*Task requirements*:
Answer these three questions using the thesis abstract on the inheritance of rhythm:
1. Which institution is listed?
2. What year is given?
3. According to the abstract, what do psychologists call the "hobbling metre" movements of the paralyzed person?

*Text block*:
<<<<

AbstractsPsychology

On the inheritance of rythm

by Percy Ford Swindle




Institution: University of Missouri – Columbia
Department:
Year: 1912
Record ID: 1521629
Full text PDF: http://hdl.handle.net/10355/15592


Abstract

It is perhaps unfortunate that the term rythm must be used in this investigation, but usage seems to demand it. The objection to the term is that it may have three distinct meanings, physical, physiological, and psychological. The last of these concerns us here. There is certainly no danger of confusing the psychological with the physical rythms, but confusion of the two organic rythms, viz., the physiological and the psychological is a common circumstance. For this reason it would seem well to point out the difference between the two by the following concrete example. The physiologists say normal walking is a rythmical act. Whenever a man is so badly paralyzed in one of his limbs that he is obliged to give the diseased member a peculiar swing, in walking they use normal walking as a control and say the afflicted man walked nonrythmically. On the other hand the psychologists call the "hobbling metre" movements of the paralyzed person a two-rythm. The chief characteristic of rythm to the psychologist is the systematic accentuation and subordination of the elements of a series. This interest at once eliminates all physiological and physical rythms from the field of psychology.

>>>>

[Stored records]
<<<<

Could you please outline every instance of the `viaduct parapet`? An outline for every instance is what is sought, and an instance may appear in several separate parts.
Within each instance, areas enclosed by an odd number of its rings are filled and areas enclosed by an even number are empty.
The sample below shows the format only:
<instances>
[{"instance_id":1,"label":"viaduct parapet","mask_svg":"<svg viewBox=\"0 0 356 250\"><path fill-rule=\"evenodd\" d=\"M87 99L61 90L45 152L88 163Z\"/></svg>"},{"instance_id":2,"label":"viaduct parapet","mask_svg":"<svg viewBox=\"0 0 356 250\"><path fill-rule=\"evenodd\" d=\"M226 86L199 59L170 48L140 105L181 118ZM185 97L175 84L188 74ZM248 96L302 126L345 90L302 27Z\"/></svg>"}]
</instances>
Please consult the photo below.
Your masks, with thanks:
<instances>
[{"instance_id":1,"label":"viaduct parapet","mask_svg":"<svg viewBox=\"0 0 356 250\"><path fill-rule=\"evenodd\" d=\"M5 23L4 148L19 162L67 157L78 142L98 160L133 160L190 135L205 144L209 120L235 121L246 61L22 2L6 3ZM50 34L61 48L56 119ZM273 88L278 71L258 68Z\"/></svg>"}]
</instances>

>>>>

*Response*:
1. University of Missouri – Columbia
2. 1912
3. A two-rythm